Task 1
From the comment on Disney princess movies, list every character placed in the Disney Princess power rankings, along with the tier each one gets.
Task 2
Pick up the comment on Disney princess movies after its final sentence and keep writing it in the same voice.

Extract

┄┄┄┄┄┄┄┄┄┄

Yeah, unfortunately I think my earlier comments weren’t super clear. There’s no danger of Disney “backsliding” to the days of all white ladies in frilly dresses. Those days are well and dead, if for no other reason than that Disney is a global brand and needs to sell merch in China and India (I’m legit excited for when they’re brave enough to attempt an Indian princess because the film will be beautiful).
One of the major problems with Frozen as a movie qua movie is that it’s a deliberate and at times ham handed refutation of the classic Disney princess storyline. The entire Hans portion of the movie is meta-commentary on the Princess genre tacked onto the side of Anna and Elsa’s story (and for my money, although the trappings are very different, Hans doesn’t do much more than Gaston did 20 years ago). In the abstract, it means Frozen is a worse, less timeless story than, say, Brave, which had its own story to tell and wasn’t beholden to genre context. But it was a very deliberate choice. It was saying “We know, and we’re sorry. We aren’t telling those stories any more”.
That’s one of the reasons Moana is so interesting. It’s the first post-Princess princess movie. Which is to say it isn’t a princess movie at all: it’s a hero’s journey, starring a chieftans’s daughter (which isn’t even much of a distinction: eligibility to lead / lost or known royal heritage is pretty common, though not required, in Hero’s Journeys).
But what does that mean for its marketing? Does it get perennial refreshes via princess branding? Or is it a one-and-done adventure like most boys movies are like, say, Jungle Book, or Big Hero 6 (admittedly misleading, since Disney’s boy brands are all Star Wars/Marvel now, and have their own perennial marketing buckets). See also, for instance, Lilo and Stitch, which is arguably a non-princess girls’ brand, and has relatively little merch (modulo Japan, where they fucking love Stitch because he’s basically a Pokemon).
MOST of the time when I say “Princess”, I’m referring to the official Disney Princess Brand, not just characters who are narratively princesses. Disney Princess power rankings put Cinderella at the top in god-tier, followed by Aurora, Ariel and Belle in A-tier, with everybody else scattered at B or C-tier. (Pocahontas is alone in D-tier. Nobody wants to be Pocahontas).

┄┄┄┄┄┄┄┄┄┄

(Referring expression grounding data)

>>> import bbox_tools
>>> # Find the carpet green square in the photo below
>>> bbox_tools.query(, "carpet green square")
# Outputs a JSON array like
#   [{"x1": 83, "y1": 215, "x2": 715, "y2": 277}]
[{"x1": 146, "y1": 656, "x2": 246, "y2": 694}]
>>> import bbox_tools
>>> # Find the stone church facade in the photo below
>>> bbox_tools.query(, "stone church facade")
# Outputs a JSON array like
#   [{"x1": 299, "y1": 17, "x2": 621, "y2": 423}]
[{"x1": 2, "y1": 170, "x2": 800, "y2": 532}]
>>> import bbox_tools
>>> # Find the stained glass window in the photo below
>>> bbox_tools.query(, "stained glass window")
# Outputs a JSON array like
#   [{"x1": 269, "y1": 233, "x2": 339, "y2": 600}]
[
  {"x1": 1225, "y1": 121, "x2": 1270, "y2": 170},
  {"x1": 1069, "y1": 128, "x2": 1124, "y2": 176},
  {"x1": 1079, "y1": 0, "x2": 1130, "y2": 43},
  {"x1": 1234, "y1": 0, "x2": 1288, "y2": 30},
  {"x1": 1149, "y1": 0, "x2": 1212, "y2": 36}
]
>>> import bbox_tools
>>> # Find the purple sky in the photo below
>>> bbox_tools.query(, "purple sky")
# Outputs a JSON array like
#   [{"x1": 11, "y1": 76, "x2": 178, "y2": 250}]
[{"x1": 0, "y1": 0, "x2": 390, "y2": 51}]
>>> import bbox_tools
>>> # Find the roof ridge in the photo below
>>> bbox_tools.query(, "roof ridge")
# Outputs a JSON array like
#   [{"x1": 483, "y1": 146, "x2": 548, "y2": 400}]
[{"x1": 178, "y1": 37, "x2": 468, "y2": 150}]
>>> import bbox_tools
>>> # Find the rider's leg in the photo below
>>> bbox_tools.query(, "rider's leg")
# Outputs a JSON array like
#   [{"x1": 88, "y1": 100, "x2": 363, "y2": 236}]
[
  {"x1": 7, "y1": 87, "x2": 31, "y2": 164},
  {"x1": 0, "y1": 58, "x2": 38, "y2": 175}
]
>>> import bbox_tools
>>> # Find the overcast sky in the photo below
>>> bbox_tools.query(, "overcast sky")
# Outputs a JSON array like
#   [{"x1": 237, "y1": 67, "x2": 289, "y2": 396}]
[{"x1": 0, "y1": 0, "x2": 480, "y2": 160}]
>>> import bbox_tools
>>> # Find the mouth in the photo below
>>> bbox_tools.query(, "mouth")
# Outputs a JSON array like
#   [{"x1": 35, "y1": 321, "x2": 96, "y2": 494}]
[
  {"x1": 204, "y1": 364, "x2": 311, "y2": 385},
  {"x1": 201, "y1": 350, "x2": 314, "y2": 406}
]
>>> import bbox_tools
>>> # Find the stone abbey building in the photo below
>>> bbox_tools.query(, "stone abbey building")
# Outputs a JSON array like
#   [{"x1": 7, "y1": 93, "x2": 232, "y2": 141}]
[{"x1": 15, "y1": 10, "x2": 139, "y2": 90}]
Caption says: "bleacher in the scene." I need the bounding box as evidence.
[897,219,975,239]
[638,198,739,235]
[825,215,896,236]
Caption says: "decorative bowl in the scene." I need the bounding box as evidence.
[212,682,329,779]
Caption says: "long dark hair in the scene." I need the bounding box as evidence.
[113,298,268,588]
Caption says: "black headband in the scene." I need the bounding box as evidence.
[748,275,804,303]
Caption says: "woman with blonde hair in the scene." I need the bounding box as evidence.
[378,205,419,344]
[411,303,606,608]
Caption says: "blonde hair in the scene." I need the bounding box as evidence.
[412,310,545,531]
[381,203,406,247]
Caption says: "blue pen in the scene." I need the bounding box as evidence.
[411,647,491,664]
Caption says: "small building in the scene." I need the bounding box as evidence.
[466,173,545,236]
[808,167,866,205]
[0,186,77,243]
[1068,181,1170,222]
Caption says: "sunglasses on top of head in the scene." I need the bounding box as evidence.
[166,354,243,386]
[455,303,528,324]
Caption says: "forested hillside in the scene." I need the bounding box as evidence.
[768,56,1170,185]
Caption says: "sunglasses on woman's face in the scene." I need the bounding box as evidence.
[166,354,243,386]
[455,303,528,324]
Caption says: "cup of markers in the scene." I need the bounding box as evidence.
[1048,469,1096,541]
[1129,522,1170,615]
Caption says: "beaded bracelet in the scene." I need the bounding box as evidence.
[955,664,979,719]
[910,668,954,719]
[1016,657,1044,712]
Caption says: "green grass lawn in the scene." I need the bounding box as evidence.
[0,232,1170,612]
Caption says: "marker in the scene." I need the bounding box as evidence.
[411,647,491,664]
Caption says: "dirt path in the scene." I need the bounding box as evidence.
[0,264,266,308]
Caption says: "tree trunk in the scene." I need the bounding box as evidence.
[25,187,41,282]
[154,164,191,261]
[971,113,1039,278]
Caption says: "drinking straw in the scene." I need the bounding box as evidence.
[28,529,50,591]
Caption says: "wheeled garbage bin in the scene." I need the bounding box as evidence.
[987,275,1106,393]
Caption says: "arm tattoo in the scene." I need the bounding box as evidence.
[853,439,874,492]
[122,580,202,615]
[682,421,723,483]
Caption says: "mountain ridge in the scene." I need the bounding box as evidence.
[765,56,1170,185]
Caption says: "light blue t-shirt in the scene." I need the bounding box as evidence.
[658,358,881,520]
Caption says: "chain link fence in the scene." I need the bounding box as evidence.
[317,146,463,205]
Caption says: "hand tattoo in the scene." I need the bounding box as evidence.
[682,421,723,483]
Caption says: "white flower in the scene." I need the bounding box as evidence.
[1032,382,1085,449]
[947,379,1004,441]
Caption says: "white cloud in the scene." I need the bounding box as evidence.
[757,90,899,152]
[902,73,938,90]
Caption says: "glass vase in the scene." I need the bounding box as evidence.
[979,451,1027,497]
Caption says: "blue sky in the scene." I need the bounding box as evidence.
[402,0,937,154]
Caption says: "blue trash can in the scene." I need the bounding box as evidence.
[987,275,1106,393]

┄┄┄┄┄┄┄┄┄┄

Task answer 1
Cinderella: god-tier
Aurora: A-tier
Ariel: A-tier
Belle: A-tier
Pocahontas: D-tier

Task answer 2
That being said, it’s sometimes useful to look at not just the “traditional princess movies”, but the related girl-centric marketing in general since we don’t get legit Princess movies that often. Sofia the First is generically white, and all the live action adaptations they’re working on (Cinderella, upcoming Beauty and the Beast) are the white girls. (There’s some reasoning behind this to lag behind the animated Princess marketing by 5-10 years, as the target market for the cartoon franchises ages up to the live action market, but I digress). I admit that I don’t really know what to do with Elena of Avalor, I’m pretty sure she’s a Hispanic proxy(?), but she’s also TV only and relatively new.
Also to be clear, my interest is primarily selfish. I want Moana specifically to be a long term success because it’s an ethnicity and culture that feels familiar to me. (I’m half-white, half-chinese, but grew up in S.E. Asia. I’m not ethnically Polynesian, but Polynesian culture feels like home in a lot of ways, and we aren’t getting a Peranakan princess in my daughters’ lifetimes).
@CraigM - Ugh. Don’t even get me started on the gendering of children’s entertainment. I use boy-brands and girl-brands as shorthand, but I agree, the distinction is super gross. I don’t want to bring my favorite buzzword (*cough* toxic masculinity *cough*) into the conversation, but it’s kind of inevitable. I will say that it’s really tragic that there’s no such thing as a boy’s franchise that’s about dressing nicely and being a cool, fancy guy. Girls get pretty dresses AND action heroes now. It would be nice for boys to have the same diversity.